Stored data

--

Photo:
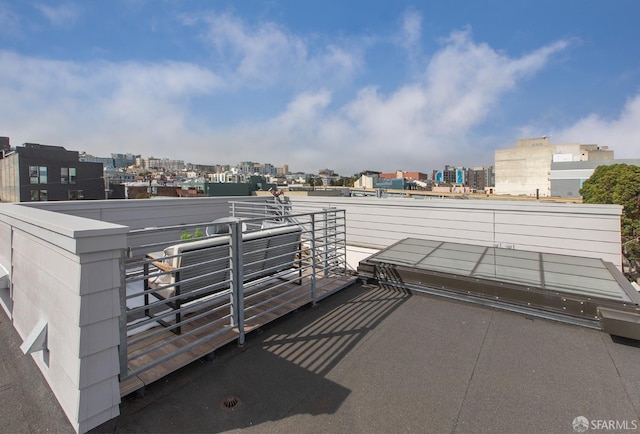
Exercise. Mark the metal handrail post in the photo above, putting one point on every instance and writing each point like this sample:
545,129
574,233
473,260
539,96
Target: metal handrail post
237,293
325,240
313,258
122,321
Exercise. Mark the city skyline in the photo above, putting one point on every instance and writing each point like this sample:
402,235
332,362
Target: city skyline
350,86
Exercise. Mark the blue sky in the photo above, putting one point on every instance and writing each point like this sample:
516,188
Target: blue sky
345,85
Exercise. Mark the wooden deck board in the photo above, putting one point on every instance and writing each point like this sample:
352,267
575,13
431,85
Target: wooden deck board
258,314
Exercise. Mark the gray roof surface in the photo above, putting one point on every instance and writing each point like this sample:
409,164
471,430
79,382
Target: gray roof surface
370,359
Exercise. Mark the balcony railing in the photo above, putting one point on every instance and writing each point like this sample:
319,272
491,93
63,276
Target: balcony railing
183,298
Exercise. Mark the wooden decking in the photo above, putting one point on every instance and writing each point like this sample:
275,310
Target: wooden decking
170,352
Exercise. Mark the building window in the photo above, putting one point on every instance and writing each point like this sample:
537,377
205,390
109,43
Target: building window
76,194
38,195
37,174
67,175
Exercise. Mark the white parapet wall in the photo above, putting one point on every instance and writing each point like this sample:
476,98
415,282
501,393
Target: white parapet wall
64,272
563,228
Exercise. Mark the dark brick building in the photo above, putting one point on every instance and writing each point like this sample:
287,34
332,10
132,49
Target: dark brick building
34,172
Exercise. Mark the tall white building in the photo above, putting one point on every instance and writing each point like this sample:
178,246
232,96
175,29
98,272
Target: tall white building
526,169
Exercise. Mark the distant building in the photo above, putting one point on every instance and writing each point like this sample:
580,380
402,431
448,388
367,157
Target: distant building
526,169
480,178
409,176
124,160
567,176
107,162
35,172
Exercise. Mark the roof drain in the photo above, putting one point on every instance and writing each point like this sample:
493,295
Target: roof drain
230,403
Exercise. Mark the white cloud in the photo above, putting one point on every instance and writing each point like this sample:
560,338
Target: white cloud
621,134
266,54
59,15
149,108
99,107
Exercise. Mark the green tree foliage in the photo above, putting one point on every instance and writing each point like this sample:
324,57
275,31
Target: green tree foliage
618,184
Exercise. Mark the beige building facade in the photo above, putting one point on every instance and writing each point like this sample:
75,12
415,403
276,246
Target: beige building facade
526,169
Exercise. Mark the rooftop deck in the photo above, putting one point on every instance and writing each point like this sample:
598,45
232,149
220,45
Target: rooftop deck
365,359
369,359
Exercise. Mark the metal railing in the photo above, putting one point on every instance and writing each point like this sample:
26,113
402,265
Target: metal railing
183,295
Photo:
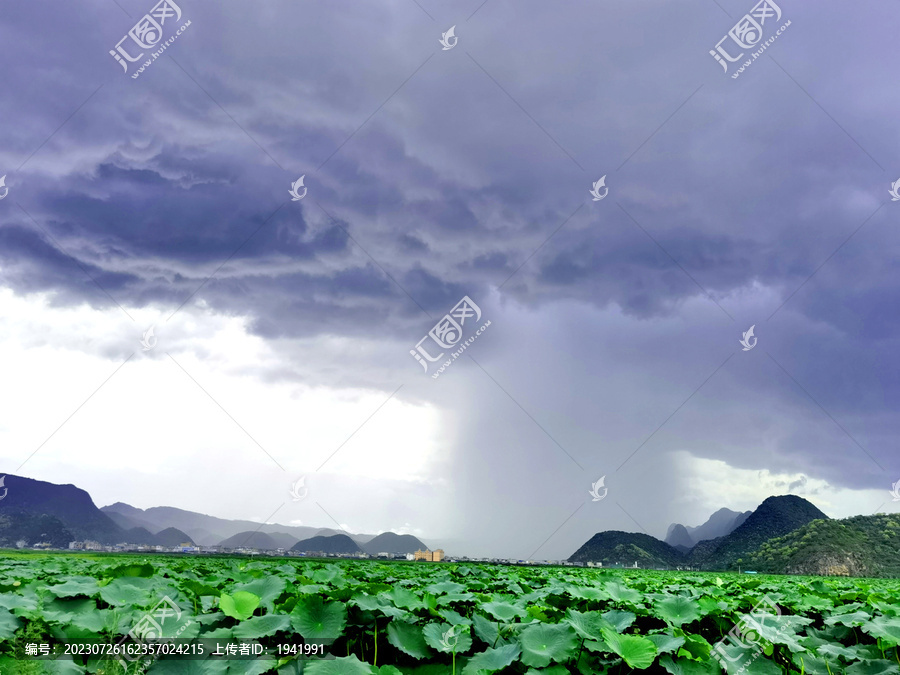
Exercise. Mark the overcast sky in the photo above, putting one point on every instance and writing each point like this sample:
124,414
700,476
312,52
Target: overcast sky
282,329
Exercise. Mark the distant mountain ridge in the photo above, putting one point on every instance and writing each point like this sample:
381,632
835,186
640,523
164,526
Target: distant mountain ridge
388,542
774,517
335,543
624,548
864,546
36,511
723,522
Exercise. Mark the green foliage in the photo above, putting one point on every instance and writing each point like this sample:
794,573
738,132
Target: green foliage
459,619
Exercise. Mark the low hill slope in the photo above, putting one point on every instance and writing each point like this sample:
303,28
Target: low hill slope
336,543
389,542
775,517
625,548
865,546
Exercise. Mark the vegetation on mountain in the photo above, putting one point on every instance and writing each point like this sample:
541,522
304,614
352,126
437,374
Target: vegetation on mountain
775,517
626,548
859,546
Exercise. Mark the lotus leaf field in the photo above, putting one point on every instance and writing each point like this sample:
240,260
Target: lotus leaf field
389,618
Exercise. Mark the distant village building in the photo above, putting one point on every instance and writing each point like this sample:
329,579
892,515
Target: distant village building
431,556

--

▸ **Do this**
Your task is to reproduce all of the material exactly. The pictures stay out.

▸ **Answer to this task**
Photo:
Exercise. Mark the metal handrail post in the photo above, putting one point on every instance and writing each point like this sample:
545,129
574,233
473,260
539,96
Target: metal handrail post
237,293
325,240
313,258
122,321
Exercise. Mark the city skyline in the photo above, putting one point on every instance and writing each point like this sample:
402,235
332,362
Target: city skyline
350,86
Exercise. Mark the blue sky in the photo above, putting one point on every instance and writing each point like this sample:
516,188
Target: blue sky
345,85
Exercise. Mark the wooden deck board in the photo above, putting one point on every instance and writing each point like this sample:
352,267
575,13
431,85
Target: wooden deck board
258,314
Exercise. Mark the gray roof surface in the photo above, putting one point on every instance and writing each point like this sample:
409,164
471,430
79,382
Target: gray roof surface
370,359
Exercise. Mark the balcony railing in the photo above, putting one point on every instance and writing each point like this sample:
319,272
491,93
63,276
Target: balcony railing
183,298
Exercise. Mark the wooden decking in the photo above, putting one point on every instance and writing each point like this sample:
275,310
Target: wooden decking
170,352
Exercise. Mark the building window in the photo above, putting one point on every instance and writing each point like this sample:
537,377
205,390
109,43
Target: building window
76,194
38,195
37,174
67,175
Exercise. Mark the white parapet wall in the photo above, putting one point on every instance and writing each point like this sample:
476,98
415,282
501,393
Target: white parapet wall
64,272
563,228
Exercise. Mark the dark brick building in the photo above, putting one point on every instance and writing each point like this sample:
287,34
332,10
132,49
Target: dark brick building
34,172
Exercise. Mark the tall white building in the photo above, putting one point on every instance and writing each point like this sample:
178,246
232,96
175,29
98,272
Target: tall white building
526,169
Exercise. Mark the distant building in the photo above, putting one point on every instance and writing each point like this sample:
580,380
402,431
448,388
367,157
Target: distant building
526,169
480,178
409,176
124,160
567,176
107,162
35,172
Exercise. Mark the roof drain in the photo above, putting one point on every instance and writing each point like this sample:
493,295
Target: roof drain
230,403
Exercise. Mark the white cloud in the photo above, putting one point on every instance and writing each point like this sample:
560,338
Target: white cloud
621,134
266,54
59,15
149,108
99,107
Exercise. Mark the green tree foliage in the photo above, putting one point on every instance and writing each point like this sample:
324,57
275,31
Target: green tree foliage
618,184
Exercise. Mark the beige building facade in the photo above, putting one point on every instance and writing each point like this sample:
75,12
415,403
276,246
Target: beige building facade
526,169
Exercise. Mark the rooftop deck in the photo above, putting one point on every instance and writing each point like this sample:
598,45
232,149
220,45
Target: rooftop deck
365,359
369,359
Exercise. Mark the metal railing in the photo above, putting one point on every instance and writing each point like this sample:
26,113
402,265
Target: metal railing
183,295
Photo:
Exercise. Mark the overcast sky in the photo above, putting one point on every instance and writing each point like this sample:
124,414
700,476
312,52
Target: overcast sky
282,329
Exercise. Mark the distant mountain ridge in the photo above, putting one point on every instance and writing each point like this sample:
381,632
835,186
640,523
164,526
Target: distant mountain ridge
388,542
774,517
335,543
624,548
864,546
36,511
723,522
Exercise. Mark the green foliage in the photo above, putting one point on every instance and writing each point like this sample:
794,573
738,132
Target: green foliage
459,619
Exercise. Mark the low hill slope in the photo above, putting one point on every instance and writing each point like this sample:
303,28
Target: low hill slope
336,543
389,542
775,517
625,548
865,546
Exercise. Mark the vegetation on mountain in the photo above, putting one point on every instance and writing each point like this sample:
541,522
304,614
352,126
437,374
Target: vegetation on mountain
775,517
626,548
859,546
Exercise. Mark the lotus leaf field in the photo above, putting one point on every instance and writing each point like this sample:
240,260
Target: lotus leaf field
389,618
Exercise. Mark the distant village building in the photo above, putting one point on every instance and writing each point like this sample:
329,579
892,515
Target: distant village building
431,556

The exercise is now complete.